(Stored data entries)

........

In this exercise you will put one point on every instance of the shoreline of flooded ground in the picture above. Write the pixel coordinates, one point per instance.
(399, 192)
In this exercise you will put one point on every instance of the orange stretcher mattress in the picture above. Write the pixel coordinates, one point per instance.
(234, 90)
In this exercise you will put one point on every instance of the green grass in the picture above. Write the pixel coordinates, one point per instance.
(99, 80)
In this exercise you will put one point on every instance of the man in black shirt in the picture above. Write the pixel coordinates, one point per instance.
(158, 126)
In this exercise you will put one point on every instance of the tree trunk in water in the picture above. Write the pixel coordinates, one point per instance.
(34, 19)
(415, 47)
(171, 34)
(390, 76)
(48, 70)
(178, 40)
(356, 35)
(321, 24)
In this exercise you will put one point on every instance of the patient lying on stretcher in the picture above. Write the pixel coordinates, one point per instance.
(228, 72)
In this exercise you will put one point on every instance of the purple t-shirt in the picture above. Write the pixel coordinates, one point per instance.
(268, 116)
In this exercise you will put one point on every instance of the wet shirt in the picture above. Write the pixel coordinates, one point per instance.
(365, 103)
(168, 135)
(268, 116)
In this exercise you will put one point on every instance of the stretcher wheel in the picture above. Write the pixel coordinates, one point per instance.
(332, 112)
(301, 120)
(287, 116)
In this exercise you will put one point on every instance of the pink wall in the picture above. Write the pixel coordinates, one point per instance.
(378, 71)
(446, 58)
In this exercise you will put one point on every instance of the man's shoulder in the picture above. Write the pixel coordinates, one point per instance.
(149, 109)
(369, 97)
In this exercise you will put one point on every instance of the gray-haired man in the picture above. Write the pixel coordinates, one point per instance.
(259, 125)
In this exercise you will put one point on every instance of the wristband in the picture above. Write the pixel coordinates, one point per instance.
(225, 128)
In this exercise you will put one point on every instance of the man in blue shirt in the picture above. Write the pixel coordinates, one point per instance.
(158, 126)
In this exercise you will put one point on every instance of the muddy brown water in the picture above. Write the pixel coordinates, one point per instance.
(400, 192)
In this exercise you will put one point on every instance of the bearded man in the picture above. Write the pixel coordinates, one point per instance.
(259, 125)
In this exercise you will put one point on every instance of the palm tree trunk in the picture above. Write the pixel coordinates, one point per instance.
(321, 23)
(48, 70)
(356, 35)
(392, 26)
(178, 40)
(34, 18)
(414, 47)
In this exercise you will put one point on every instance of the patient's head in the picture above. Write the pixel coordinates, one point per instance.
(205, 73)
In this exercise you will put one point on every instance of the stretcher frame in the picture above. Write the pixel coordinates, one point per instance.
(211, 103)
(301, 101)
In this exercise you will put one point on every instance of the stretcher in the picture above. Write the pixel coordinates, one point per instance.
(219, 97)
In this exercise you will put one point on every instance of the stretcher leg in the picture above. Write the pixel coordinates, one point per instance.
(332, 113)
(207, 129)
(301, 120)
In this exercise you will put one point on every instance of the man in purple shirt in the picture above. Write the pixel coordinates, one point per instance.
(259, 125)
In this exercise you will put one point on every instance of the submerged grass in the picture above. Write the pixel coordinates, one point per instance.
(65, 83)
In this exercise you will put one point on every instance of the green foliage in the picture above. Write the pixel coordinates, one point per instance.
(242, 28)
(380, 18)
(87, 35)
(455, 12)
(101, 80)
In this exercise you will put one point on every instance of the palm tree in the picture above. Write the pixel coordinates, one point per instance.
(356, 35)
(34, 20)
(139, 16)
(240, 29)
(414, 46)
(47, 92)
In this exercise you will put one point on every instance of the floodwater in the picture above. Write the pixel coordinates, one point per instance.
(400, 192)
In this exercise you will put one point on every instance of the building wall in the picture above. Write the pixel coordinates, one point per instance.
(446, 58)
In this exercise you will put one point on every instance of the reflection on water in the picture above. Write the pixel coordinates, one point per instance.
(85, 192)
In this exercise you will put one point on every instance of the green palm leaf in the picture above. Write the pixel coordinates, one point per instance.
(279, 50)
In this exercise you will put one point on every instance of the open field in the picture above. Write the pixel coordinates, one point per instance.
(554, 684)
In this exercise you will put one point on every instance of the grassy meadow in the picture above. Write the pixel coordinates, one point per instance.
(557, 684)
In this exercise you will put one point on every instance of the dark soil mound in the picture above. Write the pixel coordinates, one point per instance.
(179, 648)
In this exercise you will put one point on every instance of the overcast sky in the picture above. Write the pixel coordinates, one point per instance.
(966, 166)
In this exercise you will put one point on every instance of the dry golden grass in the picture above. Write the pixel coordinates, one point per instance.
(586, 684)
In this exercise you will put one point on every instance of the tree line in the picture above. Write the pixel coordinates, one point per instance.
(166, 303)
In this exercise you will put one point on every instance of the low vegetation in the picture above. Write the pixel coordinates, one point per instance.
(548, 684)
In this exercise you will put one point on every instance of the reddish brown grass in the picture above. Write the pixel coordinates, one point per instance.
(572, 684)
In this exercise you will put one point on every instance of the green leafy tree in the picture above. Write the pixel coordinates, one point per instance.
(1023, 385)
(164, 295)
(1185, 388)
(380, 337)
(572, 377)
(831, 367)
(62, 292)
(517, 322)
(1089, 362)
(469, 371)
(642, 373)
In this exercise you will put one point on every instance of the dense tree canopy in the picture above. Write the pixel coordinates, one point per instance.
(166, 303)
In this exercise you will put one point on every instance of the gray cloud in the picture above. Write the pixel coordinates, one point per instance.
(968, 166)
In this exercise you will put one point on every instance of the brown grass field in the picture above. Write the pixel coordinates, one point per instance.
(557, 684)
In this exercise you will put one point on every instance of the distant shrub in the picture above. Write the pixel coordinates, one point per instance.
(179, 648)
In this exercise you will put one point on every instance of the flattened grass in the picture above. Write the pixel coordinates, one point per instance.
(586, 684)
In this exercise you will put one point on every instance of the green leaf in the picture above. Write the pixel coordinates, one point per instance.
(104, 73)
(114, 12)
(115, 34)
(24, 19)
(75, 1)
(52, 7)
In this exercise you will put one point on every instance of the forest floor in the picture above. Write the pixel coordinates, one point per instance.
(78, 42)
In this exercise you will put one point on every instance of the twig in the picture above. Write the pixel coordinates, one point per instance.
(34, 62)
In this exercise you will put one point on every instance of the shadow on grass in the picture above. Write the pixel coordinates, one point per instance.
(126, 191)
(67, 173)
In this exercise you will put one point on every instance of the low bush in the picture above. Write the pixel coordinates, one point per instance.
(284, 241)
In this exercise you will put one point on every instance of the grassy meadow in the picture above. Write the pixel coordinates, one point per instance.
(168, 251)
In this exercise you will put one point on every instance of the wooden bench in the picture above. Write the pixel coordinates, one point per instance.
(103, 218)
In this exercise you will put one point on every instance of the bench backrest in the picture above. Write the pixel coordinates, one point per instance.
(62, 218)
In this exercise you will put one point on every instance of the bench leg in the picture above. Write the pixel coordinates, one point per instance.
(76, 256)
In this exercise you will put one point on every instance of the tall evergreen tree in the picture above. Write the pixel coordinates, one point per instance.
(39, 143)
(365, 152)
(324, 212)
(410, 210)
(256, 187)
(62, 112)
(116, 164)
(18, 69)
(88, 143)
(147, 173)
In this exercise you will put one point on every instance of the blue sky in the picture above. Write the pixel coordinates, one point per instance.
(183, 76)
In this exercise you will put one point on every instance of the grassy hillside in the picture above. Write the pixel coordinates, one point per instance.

........

■ Your goal ■
Rewrite the entries above with every "one point per instance" swapped for "a single point for each instance" and everything else left as it is.

■ Output of the task ■
In this exercise you will put one point on every instance of the shoreline of flooded ground in the picture above. Write the pixel coordinates, a single point for each instance.
(399, 192)
In this exercise you will put one point on every instance of the orange stretcher mattress in the picture above. Write the pixel coordinates, a single point for each instance.
(234, 90)
In this exercise you will put one point on every instance of the green grass in the picture above. Write the pixel coordinates, a single point for each instance.
(99, 80)
In this exercise you will put one point on every instance of the man in black shirt in the picture above. Write the pixel coordinates, a single point for each instance.
(158, 126)
In this exercise you will put one point on every instance of the tree trunk in water in the picture above. Write the pixel coordinates, a single point for each instance.
(34, 19)
(415, 47)
(171, 34)
(390, 76)
(48, 70)
(178, 40)
(356, 35)
(321, 24)
In this exercise you will put one point on every instance of the patient lying on stretcher in the picture above. Write the pixel coordinates, a single point for each instance.
(228, 72)
In this exercise you will put one point on every instance of the purple t-shirt in the picture above. Write the pixel coordinates, a single point for each instance.
(268, 116)
In this exercise you will put one point on every instance of the wet shirt in the picture above. Write the pixel coordinates, a single point for each instance.
(365, 103)
(168, 135)
(268, 116)
In this exercise you will put one point on every instance of the stretcher wheel in the picture above. Write the pixel coordinates, a single point for each instance.
(332, 112)
(301, 120)
(287, 116)
In this exercise you will put one point on every instance of the pink wall in the picture above. Write the pixel coordinates, a single point for each instance.
(378, 71)
(446, 58)
In this exercise you will put one point on every instance of the man's shoulder in the picture above. Write the pixel coordinates, a single point for each instance.
(149, 109)
(369, 97)
In this exercise you will put one point on every instance of the gray-haired man in the picture above. Write the pixel coordinates, a single point for each instance.
(259, 125)
In this exercise you will put one point on every instance of the wristband in the picture above. Write the pixel coordinates, a single point for each instance.
(225, 128)
In this exercise you will put one point on every instance of the man in blue shirt in the picture above. Write the pixel coordinates, a single point for each instance.
(158, 126)
In this exercise you will put one point on every instance of the muddy brown water in the picture above. Write the pixel coordinates, a single point for each instance.
(400, 192)
In this exercise you will put one point on every instance of the bearded man in the picture above. Write the pixel coordinates, a single point for each instance.
(259, 125)
In this exercise you will put one point on every instance of the palm tree trunk in the picture above. Write the pixel coordinates, a single point for each instance.
(321, 23)
(48, 70)
(356, 35)
(392, 26)
(178, 40)
(34, 18)
(414, 47)
In this exercise you will put one point on every instance of the patient's head in the picture above. Write the pixel coordinates, a single point for each instance.
(205, 73)
In this exercise you will put one point on every instance of the stretcher frame in the picture above. Write the pixel coordinates, a single point for each instance.
(211, 103)
(301, 101)
In this exercise you will put one point on every instance of the stretcher in the picture above. Write the pixel coordinates, a single point for each instance.
(219, 97)
In this exercise you will put one point on every instance of the stretcher leg in the picture above. Write the pixel coordinates, a single point for each instance.
(332, 113)
(207, 129)
(301, 120)
In this exercise you will put one point on every instance of the man in purple shirt in the picture above. Write the pixel coordinates, a single point for each instance.
(259, 125)
In this exercise you will put one point on every instance of the submerged grass in the picture above. Write the pixel coordinates, a single point for each instance.
(65, 83)
In this exercise you will put one point on every instance of the green foliage in the picture above. Write the pixel coordinates, a single point for each instance.
(242, 28)
(380, 18)
(87, 35)
(455, 12)
(101, 80)
In this exercise you will put one point on every instance of the palm tree in the picture above. Write the pixel coordinates, a single point for each instance.
(356, 35)
(34, 20)
(139, 16)
(240, 29)
(414, 46)
(47, 92)
In this exercise you will put one point on every instance of the floodwater in the picture above. Write the pixel coordinates, a single point for each instance.
(400, 192)
In this exercise you will put one point on every instance of the building wall in the picture above. Write the pixel coordinates, a single point for each instance.
(446, 58)
In this exercise you will put one point on every instance of the reflection on water in the picture above. Write the pixel coordinates, a single point for each instance.
(85, 192)
In this exercise you will put one point on every instance of the green palm leaf in the picture above. Write the pixel coordinates, a single point for each instance.
(279, 50)
In this exercise you will put one point on every instance of the open field in the picture above. Write the pixel coordinates, a single point for each instance.
(554, 684)
In this exercise you will put one point on every instance of the grassy meadow in the picture above. Write the pixel coordinates, a single point for each instance.
(557, 684)
In this exercise you will put one point on every instance of the dark soil mound in the picture above. Write the pixel coordinates, a single point for each instance.
(179, 648)
In this exercise you will put one point on every instance of the overcast sky in the picture above. Write the pixel coordinates, a single point for each instance.
(966, 166)
In this exercise you will put one point on every instance of the dry golden grass in the picture above. Write the pixel coordinates, a single point for each instance.
(586, 684)
In this exercise you will put one point on every instance of the tree line in the picture above. Write the pixel coordinates, a single point for each instance.
(166, 303)
In this exercise you will put one point on every instance of the low vegetation in the picture above. Write the pixel coordinates, a single point for each instance.
(548, 684)
In this exercise you will put one point on every instance of the reddish brown grass in the picture above. Write the pixel coordinates, a single point for each instance.
(572, 684)
In this exercise you will put one point on every instance of the green leafy tree in the picture above. Write the pixel coordinates, a single point for each instance.
(1023, 385)
(164, 295)
(1185, 388)
(380, 337)
(572, 377)
(831, 367)
(62, 292)
(517, 322)
(1089, 362)
(469, 371)
(642, 373)
In this exercise you will put one point on every instance of the dense tree canopy in the picture above. Write the pixel coordinates, a single point for each instance.
(166, 303)
In this exercise you will put one point on every instance of the gray cloud in the picture above. Write the pixel coordinates, a single point for each instance.
(968, 166)
In this exercise you will put one point on every instance of the brown grass field in the picture above. Write the pixel coordinates, a single point for each instance.
(557, 684)
In this exercise you will put one point on every instance of the distant shrub in the picture above. Write the pixel coordinates, a single point for each instance.
(179, 648)
In this exercise you will put one point on every instance of the flattened grass in the picture above. Write the pixel coordinates, a single point for each instance.
(586, 684)
In this exercise you will put one point on every instance of the green leaf in the picture above. Write the pixel coordinates, a single point for each instance.
(104, 73)
(114, 12)
(115, 34)
(24, 19)
(75, 1)
(52, 7)
In this exercise you will put one point on every instance of the forest floor in the picture above. Write the pixel coordinates, a single point for each instance.
(78, 42)
In this exercise you will put one point on every instance of the twig in the picture above. Write the pixel coordinates, a single point for each instance.
(34, 62)
In this exercise you will put one point on every instance of the shadow on grass in the picture above. Write the pixel coordinates, a single point for each instance.
(126, 191)
(67, 173)
In this exercise you will put one point on every instance of the low bush in the picture above. Write the pixel coordinates, a single point for each instance.
(284, 241)
In this exercise you will put one point on every instance of the grassy meadow in the picture above. Write the pixel coordinates, a single point for each instance.
(168, 251)
In this exercise you will put one point on every instance of the wooden bench in the picture above. Write the pixel coordinates, a single point for each instance.
(103, 218)
In this exercise you will put one point on every instance of the bench backrest in the picture above. Write the pixel coordinates, a single point for each instance.
(62, 218)
In this exercise you will put one point on every instance of the bench leg in the picture above. Write the pixel coordinates, a single point for each instance.
(76, 256)
In this exercise you will put one point on every instance of the tall evergreen tree in the picture above. Write the pixel coordinates, a single point for each instance.
(39, 143)
(365, 152)
(324, 212)
(410, 210)
(256, 187)
(62, 112)
(116, 164)
(18, 69)
(88, 143)
(147, 173)
In this exercise you will put one point on every instance of the blue sky in the picture above. Write the pixel coordinates, a single point for each instance.
(183, 76)
In this exercise you will put one point on every instance of the grassy hillside in the picture above. Write the pixel coordinates, a single point for each instance.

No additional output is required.